Reproduce the Site Reliability Engineer job posting below word for word, from "- Containerize and" to "repeatable software releases.".
[Excerpt start]
Site Reliability Engineer (Junior/Middle)
EPOS.com
Office
Ho Chi Minh City, Ho Chi Minh City, Vietnam
Full Time
About Us
Established in 2009, Floating Cube Studios - EPOS Vietnam serves as the technical hub of EPOS Singapore, a leading provider of cutting-edge Point-of-Sale (POS) and SaaS solutions. Backed by Ant International — a global leader in digital payments and financial technology — we play a pivotal role in developing innovative, scalable, and user-centric digital solutions that power EPOS products. Our technologies enable thousands of SMEs in Singapore, and with ongoing expansion plans across Asia, to digitize and grow their operations through cost-effective and reliable platforms.
At Floating Cube Studios - EPOS Vietnam, we cultivate a collaborative and dynamic culture driven by innovation and a passion for transforming businesses through technology. Join us to shape the future of digital solutions across Asia and beyond!
Key Contributions
- Design and operate scalable, resilient, and distributed systems across on-premises and/or cloud environments.
- Manage resource provisioning, utilization, capacity planning, and cost optimization.
- Build and maintain observability systems (metrics, logs, traces) to ensure high availability and fast incident detection.
- Analyze performance issues and drive improvements in reliability, latency, and system efficiency
- Partner with development teams to enhance stability, performance, and deployment quality.
- Develop automation tools, pipelines, and APIs to streamline operational workflows.
- Containerize and automate applications/services to improve consistency and deployment speed
- Implement security, compliance, and configuration-management standards across environments.
- Build and maintain CI/CD pipelines to ensure reliable and repeatable software releases.
- Perform incident response, troubleshooting, root-cause analysis, and maintain clear operational documentation.
[Excerpt end]
[Record set start]
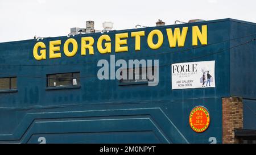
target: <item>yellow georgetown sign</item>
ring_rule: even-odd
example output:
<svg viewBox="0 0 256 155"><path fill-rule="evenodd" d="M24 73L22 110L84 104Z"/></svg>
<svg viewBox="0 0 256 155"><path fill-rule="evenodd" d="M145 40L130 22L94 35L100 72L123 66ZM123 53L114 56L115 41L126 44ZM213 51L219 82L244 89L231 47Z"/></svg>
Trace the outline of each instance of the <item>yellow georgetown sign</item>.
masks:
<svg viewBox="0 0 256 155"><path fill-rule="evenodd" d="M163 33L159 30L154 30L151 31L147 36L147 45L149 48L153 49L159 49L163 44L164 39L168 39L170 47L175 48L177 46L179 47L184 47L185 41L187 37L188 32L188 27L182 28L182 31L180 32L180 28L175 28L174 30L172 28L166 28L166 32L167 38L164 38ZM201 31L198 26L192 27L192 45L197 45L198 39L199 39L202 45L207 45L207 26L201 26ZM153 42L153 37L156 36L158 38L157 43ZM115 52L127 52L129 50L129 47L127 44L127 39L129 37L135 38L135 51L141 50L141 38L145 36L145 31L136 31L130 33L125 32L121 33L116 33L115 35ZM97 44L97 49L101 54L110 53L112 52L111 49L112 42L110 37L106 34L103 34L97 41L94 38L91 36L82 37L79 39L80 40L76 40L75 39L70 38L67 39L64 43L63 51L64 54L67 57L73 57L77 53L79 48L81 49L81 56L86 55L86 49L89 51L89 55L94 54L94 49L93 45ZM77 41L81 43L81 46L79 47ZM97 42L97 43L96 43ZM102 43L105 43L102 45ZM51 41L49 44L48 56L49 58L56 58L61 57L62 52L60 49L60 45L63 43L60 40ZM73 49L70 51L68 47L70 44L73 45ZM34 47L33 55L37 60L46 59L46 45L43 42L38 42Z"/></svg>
[Record set end]
[Record set start]
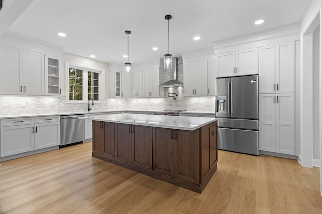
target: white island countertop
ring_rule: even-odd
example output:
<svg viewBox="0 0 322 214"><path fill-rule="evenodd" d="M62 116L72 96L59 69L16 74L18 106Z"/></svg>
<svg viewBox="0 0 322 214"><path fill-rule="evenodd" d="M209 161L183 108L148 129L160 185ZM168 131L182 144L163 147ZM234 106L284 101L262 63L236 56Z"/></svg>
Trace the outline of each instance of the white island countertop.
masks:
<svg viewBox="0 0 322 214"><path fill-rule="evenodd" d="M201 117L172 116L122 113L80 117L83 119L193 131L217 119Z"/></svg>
[Record set end]
▸ Solution to this problem
- Containerize and automate applications/services to improve consistency and deployment speed
- Implement security, compliance, and configuration-management standards across environments.
- Build and maintain CI/CD pipelines to ensure reliable and repeatable software releases.